PROBLEM TO SOLVE: Without the images, print all the entries below exactly as given.

Labeled area outline items:
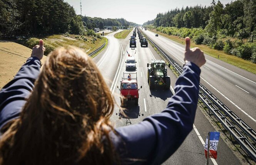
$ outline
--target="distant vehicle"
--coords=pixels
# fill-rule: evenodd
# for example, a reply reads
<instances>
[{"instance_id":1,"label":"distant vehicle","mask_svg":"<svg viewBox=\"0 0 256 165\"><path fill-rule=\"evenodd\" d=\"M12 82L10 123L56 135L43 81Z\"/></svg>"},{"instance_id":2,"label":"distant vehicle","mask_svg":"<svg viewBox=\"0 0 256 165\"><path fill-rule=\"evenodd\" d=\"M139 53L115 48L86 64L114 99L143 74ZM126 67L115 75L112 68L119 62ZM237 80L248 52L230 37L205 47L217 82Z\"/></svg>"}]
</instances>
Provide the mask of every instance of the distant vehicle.
<instances>
[{"instance_id":1,"label":"distant vehicle","mask_svg":"<svg viewBox=\"0 0 256 165\"><path fill-rule=\"evenodd\" d=\"M145 37L142 38L141 42L141 47L143 47L143 45L145 45L146 47L147 47L147 38Z\"/></svg>"},{"instance_id":2,"label":"distant vehicle","mask_svg":"<svg viewBox=\"0 0 256 165\"><path fill-rule=\"evenodd\" d=\"M132 46L134 48L136 47L136 38L135 36L131 36L130 39L130 48L132 48Z\"/></svg>"},{"instance_id":3,"label":"distant vehicle","mask_svg":"<svg viewBox=\"0 0 256 165\"><path fill-rule=\"evenodd\" d=\"M100 31L99 28L94 28L94 32L97 33Z\"/></svg>"},{"instance_id":4,"label":"distant vehicle","mask_svg":"<svg viewBox=\"0 0 256 165\"><path fill-rule=\"evenodd\" d=\"M136 63L137 62L135 61L134 57L128 57L125 61L126 63L126 69L136 70Z\"/></svg>"},{"instance_id":5,"label":"distant vehicle","mask_svg":"<svg viewBox=\"0 0 256 165\"><path fill-rule=\"evenodd\" d=\"M131 77L127 78L128 75L131 74ZM136 78L133 78L136 75ZM121 97L124 97L124 102L122 102L121 100L121 104L123 105L125 105L126 102L128 101L134 100L135 101L135 104L138 105L139 103L139 91L142 88L142 86L141 88L138 89L138 83L137 82L137 73L124 73L124 78L122 78L122 81L120 81L120 98ZM119 88L117 86L117 88Z\"/></svg>"},{"instance_id":6,"label":"distant vehicle","mask_svg":"<svg viewBox=\"0 0 256 165\"><path fill-rule=\"evenodd\" d=\"M149 88L152 89L156 86L162 86L166 90L170 89L171 78L167 76L167 65L164 60L152 60L151 64L147 64L147 82ZM170 64L168 65L170 68Z\"/></svg>"}]
</instances>

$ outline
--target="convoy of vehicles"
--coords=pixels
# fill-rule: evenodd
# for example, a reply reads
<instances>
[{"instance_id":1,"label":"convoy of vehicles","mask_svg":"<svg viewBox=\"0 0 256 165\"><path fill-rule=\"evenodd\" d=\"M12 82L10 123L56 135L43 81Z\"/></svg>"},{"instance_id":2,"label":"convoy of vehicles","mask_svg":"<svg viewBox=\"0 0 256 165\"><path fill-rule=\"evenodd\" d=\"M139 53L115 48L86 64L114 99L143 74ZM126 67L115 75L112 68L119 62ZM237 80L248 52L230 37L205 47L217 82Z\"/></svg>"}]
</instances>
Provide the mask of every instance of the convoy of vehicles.
<instances>
[{"instance_id":1,"label":"convoy of vehicles","mask_svg":"<svg viewBox=\"0 0 256 165\"><path fill-rule=\"evenodd\" d=\"M145 30L146 29L146 28L145 28ZM148 44L147 38L143 37L139 29L136 27L133 32L133 35L130 39L130 48L136 48L136 32L140 40L141 46L147 47ZM156 36L158 36L157 35L156 35ZM126 71L136 71L136 63L135 58L130 56L129 54L125 61ZM152 60L151 64L147 64L147 80L150 89L154 89L157 86L162 86L165 89L170 88L171 79L170 76L167 76L167 65L164 61L159 60ZM169 64L169 66L170 67ZM118 86L117 87L120 91L121 106L125 106L129 101L135 101L135 104L137 105L139 91L142 86L141 88L138 88L137 73L124 73L124 77L122 77L120 82L120 88Z\"/></svg>"},{"instance_id":2,"label":"convoy of vehicles","mask_svg":"<svg viewBox=\"0 0 256 165\"><path fill-rule=\"evenodd\" d=\"M135 36L131 36L130 39L130 48L136 48L136 38Z\"/></svg>"}]
</instances>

FINISHED EXERCISE:
$ outline
--target="distant vehicle"
--coords=pixels
# fill-rule: evenodd
# for example, a reply reads
<instances>
[{"instance_id":1,"label":"distant vehicle","mask_svg":"<svg viewBox=\"0 0 256 165\"><path fill-rule=\"evenodd\" d=\"M12 82L10 123L56 135L43 81Z\"/></svg>"},{"instance_id":2,"label":"distant vehicle","mask_svg":"<svg viewBox=\"0 0 256 165\"><path fill-rule=\"evenodd\" d=\"M139 53L115 48L86 64L114 99L143 74ZM126 67L115 75L112 68L119 62ZM237 80L248 52L230 37L205 47L217 82Z\"/></svg>"}]
</instances>
Provide the mask of every instance of the distant vehicle.
<instances>
[{"instance_id":1,"label":"distant vehicle","mask_svg":"<svg viewBox=\"0 0 256 165\"><path fill-rule=\"evenodd\" d=\"M145 37L142 38L141 42L141 47L143 47L143 45L145 45L146 47L147 47L147 38Z\"/></svg>"},{"instance_id":2,"label":"distant vehicle","mask_svg":"<svg viewBox=\"0 0 256 165\"><path fill-rule=\"evenodd\" d=\"M132 46L134 48L136 47L136 38L135 36L131 36L130 39L130 48L132 48Z\"/></svg>"},{"instance_id":3,"label":"distant vehicle","mask_svg":"<svg viewBox=\"0 0 256 165\"><path fill-rule=\"evenodd\" d=\"M100 31L99 28L94 28L94 32L97 33Z\"/></svg>"},{"instance_id":4,"label":"distant vehicle","mask_svg":"<svg viewBox=\"0 0 256 165\"><path fill-rule=\"evenodd\" d=\"M136 63L137 62L135 61L134 57L128 57L125 61L126 63L126 69L136 70Z\"/></svg>"},{"instance_id":5,"label":"distant vehicle","mask_svg":"<svg viewBox=\"0 0 256 165\"><path fill-rule=\"evenodd\" d=\"M131 77L127 78L128 75L131 74ZM136 78L133 78L136 75ZM121 97L124 97L124 102L122 102L121 100L121 104L123 105L125 105L126 102L128 101L134 100L135 101L135 104L138 105L139 103L139 91L142 88L142 86L141 88L138 89L138 83L137 82L137 73L124 73L124 78L122 78L122 81L120 81L120 98ZM119 88L117 86L117 88Z\"/></svg>"},{"instance_id":6,"label":"distant vehicle","mask_svg":"<svg viewBox=\"0 0 256 165\"><path fill-rule=\"evenodd\" d=\"M149 88L152 89L156 86L162 86L166 90L170 89L171 78L167 76L167 65L164 60L152 60L151 64L147 64L147 82ZM170 64L168 65L170 68Z\"/></svg>"}]
</instances>

$ outline
--target="convoy of vehicles"
--coords=pixels
# fill-rule: evenodd
# for example, a reply reads
<instances>
[{"instance_id":1,"label":"convoy of vehicles","mask_svg":"<svg viewBox=\"0 0 256 165\"><path fill-rule=\"evenodd\" d=\"M12 82L10 123L56 135L43 81Z\"/></svg>"},{"instance_id":2,"label":"convoy of vehicles","mask_svg":"<svg viewBox=\"0 0 256 165\"><path fill-rule=\"evenodd\" d=\"M139 53L115 48L86 64L114 99L143 74ZM126 67L115 75L112 68L119 62ZM237 80L248 52L230 37L205 47L217 82Z\"/></svg>"}]
</instances>
Provide the mask of every instance of the convoy of vehicles.
<instances>
[{"instance_id":1,"label":"convoy of vehicles","mask_svg":"<svg viewBox=\"0 0 256 165\"><path fill-rule=\"evenodd\" d=\"M145 30L146 29L146 28L145 28ZM148 44L147 38L143 37L139 29L136 27L133 32L133 35L130 39L130 48L136 48L136 32L140 40L141 46L147 47ZM156 36L158 36L157 35L156 35ZM126 71L136 71L136 63L135 58L130 56L129 54L125 61ZM152 60L151 64L147 64L147 80L150 89L154 89L157 86L162 86L165 89L170 88L171 79L170 76L167 76L167 65L164 61L159 60ZM169 64L169 66L170 67ZM118 86L117 87L120 91L121 106L125 106L129 101L135 101L135 104L137 105L139 91L142 86L141 88L138 88L137 73L124 73L124 77L122 77L120 82L120 88Z\"/></svg>"},{"instance_id":2,"label":"convoy of vehicles","mask_svg":"<svg viewBox=\"0 0 256 165\"><path fill-rule=\"evenodd\" d=\"M135 36L131 36L130 39L130 48L136 48L136 38Z\"/></svg>"}]
</instances>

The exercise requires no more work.